Below are records; reproduce exactly the lines from the one containing "Spot the yellow sign" through the end, both included, and only those.

○ ○ ○ ○ ○

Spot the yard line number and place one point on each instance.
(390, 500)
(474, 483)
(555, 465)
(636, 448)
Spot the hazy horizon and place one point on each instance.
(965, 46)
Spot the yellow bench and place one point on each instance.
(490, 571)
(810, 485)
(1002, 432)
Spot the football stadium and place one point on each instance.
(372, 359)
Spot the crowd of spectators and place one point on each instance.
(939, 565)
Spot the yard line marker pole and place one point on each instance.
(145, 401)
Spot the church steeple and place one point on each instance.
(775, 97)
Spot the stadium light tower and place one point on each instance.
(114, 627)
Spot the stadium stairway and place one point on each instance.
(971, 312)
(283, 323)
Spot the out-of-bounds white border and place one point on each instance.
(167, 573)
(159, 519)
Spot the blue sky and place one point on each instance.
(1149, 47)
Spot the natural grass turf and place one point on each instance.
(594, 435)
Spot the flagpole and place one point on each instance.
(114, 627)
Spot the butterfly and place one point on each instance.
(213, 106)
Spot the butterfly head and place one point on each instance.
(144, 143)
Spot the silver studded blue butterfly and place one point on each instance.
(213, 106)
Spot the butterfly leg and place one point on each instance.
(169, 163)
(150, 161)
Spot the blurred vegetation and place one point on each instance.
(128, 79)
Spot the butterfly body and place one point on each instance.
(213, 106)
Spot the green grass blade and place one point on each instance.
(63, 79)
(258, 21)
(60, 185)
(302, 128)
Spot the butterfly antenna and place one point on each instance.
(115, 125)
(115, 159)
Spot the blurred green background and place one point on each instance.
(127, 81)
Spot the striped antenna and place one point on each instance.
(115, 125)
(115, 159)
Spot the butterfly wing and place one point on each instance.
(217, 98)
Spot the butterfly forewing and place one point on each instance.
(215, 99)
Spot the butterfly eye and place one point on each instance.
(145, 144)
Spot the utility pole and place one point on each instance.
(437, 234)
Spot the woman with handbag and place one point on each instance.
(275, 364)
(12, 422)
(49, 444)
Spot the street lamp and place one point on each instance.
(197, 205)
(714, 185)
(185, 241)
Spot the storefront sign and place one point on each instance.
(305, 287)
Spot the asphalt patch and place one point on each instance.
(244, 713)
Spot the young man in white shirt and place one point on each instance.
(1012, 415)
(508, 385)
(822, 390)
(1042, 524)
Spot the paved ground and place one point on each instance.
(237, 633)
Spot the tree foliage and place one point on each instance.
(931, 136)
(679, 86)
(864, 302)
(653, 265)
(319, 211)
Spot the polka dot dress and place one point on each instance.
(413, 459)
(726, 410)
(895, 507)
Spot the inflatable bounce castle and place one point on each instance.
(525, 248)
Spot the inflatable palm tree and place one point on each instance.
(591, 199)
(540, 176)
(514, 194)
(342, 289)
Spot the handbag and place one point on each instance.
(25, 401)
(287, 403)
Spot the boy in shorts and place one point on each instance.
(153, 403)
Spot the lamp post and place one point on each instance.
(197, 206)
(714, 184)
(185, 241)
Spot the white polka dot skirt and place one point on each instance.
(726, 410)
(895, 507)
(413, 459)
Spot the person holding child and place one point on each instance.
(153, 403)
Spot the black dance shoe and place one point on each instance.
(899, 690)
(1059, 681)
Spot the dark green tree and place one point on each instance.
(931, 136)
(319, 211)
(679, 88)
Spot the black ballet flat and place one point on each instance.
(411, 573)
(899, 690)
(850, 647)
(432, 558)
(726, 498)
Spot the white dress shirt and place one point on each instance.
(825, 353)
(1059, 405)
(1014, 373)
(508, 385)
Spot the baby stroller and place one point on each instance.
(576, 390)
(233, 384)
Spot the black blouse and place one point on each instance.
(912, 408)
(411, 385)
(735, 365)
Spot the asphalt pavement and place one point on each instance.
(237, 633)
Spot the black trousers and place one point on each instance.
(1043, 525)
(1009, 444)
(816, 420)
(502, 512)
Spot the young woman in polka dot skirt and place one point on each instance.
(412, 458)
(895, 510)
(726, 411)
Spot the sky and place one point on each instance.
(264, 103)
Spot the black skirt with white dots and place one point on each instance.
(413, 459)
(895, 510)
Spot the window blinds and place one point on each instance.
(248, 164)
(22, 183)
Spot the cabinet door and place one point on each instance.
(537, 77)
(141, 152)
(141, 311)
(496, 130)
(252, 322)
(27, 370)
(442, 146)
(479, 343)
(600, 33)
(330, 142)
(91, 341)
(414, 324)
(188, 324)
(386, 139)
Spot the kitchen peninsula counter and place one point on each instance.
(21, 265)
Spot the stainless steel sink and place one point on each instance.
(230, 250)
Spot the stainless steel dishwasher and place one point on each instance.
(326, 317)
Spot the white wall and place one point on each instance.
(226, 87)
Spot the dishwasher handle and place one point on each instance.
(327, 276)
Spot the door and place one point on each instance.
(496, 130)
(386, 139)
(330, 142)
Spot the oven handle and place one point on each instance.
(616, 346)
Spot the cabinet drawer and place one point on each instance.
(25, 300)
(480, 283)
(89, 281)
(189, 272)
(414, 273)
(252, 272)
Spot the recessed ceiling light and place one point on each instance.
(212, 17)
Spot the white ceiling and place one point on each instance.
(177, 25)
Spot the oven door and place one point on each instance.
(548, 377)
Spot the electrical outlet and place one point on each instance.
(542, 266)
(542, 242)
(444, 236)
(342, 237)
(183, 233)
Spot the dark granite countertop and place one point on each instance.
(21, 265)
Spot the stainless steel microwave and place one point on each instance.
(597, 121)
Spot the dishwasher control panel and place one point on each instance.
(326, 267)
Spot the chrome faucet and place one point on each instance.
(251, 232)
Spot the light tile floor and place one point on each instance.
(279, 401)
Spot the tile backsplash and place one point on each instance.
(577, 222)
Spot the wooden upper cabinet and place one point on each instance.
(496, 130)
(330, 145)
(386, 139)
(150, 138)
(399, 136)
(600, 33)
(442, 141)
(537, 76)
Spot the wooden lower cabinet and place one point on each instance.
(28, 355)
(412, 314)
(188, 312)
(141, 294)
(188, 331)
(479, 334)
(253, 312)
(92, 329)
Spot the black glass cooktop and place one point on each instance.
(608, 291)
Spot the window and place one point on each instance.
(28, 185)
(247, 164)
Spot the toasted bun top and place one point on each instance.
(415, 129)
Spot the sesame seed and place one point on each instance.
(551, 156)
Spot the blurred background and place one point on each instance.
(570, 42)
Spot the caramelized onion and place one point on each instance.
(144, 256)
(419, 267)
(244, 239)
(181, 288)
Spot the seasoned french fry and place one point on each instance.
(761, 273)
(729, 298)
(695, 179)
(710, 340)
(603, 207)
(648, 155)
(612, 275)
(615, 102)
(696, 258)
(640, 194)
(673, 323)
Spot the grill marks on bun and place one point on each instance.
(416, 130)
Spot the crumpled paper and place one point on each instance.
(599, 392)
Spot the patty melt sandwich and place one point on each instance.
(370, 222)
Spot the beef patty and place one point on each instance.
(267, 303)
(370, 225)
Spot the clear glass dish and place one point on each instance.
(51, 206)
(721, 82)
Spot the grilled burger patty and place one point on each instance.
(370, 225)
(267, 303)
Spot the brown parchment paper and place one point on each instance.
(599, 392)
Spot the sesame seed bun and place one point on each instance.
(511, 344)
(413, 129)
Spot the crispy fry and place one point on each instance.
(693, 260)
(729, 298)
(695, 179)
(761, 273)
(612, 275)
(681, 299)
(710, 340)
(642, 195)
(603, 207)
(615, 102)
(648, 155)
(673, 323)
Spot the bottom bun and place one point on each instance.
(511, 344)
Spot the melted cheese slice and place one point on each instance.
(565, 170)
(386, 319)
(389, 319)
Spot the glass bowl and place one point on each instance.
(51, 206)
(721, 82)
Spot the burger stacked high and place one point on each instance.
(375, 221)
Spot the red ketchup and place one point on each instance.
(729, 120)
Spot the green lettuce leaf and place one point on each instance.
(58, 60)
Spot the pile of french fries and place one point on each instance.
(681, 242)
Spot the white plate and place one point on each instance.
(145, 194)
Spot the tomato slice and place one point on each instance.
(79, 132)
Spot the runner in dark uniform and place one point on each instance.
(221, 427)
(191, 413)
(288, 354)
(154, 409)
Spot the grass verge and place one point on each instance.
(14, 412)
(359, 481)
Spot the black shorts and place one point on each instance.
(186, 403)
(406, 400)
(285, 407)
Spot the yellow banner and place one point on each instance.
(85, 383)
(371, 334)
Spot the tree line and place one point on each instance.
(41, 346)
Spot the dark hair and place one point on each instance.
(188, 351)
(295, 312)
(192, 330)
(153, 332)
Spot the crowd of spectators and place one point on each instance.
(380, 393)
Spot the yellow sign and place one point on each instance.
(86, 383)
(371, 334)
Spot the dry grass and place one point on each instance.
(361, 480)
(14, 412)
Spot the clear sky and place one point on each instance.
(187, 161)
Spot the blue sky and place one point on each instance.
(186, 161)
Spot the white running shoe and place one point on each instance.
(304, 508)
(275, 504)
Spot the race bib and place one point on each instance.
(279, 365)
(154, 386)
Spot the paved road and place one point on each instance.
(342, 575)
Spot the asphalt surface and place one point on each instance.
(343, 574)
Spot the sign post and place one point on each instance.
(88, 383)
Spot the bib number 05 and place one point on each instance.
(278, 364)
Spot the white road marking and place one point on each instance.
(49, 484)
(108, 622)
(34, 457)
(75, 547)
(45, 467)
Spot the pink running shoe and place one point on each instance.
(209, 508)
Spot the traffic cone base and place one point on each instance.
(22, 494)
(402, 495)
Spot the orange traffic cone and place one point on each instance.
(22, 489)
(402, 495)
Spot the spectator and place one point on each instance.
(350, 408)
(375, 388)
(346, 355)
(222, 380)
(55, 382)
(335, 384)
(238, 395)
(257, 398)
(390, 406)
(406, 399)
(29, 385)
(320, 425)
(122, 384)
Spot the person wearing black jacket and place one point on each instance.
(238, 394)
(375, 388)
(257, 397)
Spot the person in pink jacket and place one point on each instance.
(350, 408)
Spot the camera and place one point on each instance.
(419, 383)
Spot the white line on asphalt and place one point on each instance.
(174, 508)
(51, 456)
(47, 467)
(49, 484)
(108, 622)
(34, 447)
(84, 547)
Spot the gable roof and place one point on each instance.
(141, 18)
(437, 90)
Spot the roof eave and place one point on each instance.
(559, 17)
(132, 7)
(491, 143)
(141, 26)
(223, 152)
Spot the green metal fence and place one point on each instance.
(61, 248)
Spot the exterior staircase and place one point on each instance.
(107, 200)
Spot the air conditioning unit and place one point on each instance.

○ ○ ○ ○ ○

#### IN RESPONSE
Spot the yellow sign and place one point on each instance.
(86, 383)
(371, 334)
Spot the dry grass and place one point on each instance.
(361, 480)
(14, 412)
Spot the clear sky and place one point on each instance.
(187, 161)
Spot the blue sky and place one point on each instance.
(186, 161)
Spot the white running shoe and place one point on each instance.
(304, 508)
(275, 504)
Spot the race bib and place one point on each instance.
(279, 365)
(154, 386)
Spot the paved road and place one point on each instance.
(342, 575)
Spot the asphalt surface and place one point on each instance.
(343, 574)
Spot the sign post and place one point on each instance.
(88, 383)
Spot the bib number 05 and place one point on each instance.
(278, 364)
Spot the white road marking and place one point on each instance.
(49, 484)
(108, 622)
(34, 457)
(75, 547)
(45, 467)
Spot the pink running shoe and place one point on each instance.
(209, 508)
Spot the traffic cone base and place one point on each instance.
(22, 494)
(402, 495)
Spot the orange traffic cone and place one point on each instance.
(22, 489)
(402, 495)
Spot the spectator and place one point on each instance.
(350, 408)
(375, 388)
(346, 355)
(222, 380)
(55, 382)
(335, 384)
(238, 395)
(257, 398)
(390, 406)
(406, 399)
(29, 385)
(320, 425)
(122, 384)
Spot the person wearing black jacket and place one point on each instance.
(238, 394)
(375, 388)
(257, 397)
Spot the person in pink jacket and place one point on each instance.
(350, 408)
Spot the camera and place one point on each instance.
(419, 383)
Spot the white line on asphalt and place one point on each instance.
(174, 508)
(51, 456)
(47, 467)
(49, 484)
(108, 622)
(34, 447)
(84, 547)
Spot the gable roof and place one point on each instance.
(141, 18)
(437, 90)
Spot the roof eave and place one point on each instance.
(559, 17)
(132, 7)
(491, 143)
(141, 26)
(223, 152)
Spot the green metal fence and place one point on each instance.
(61, 248)
Spot the exterior staircase and place one point on each instance.
(107, 200)
Spot the air conditioning unit and place one point on each instance.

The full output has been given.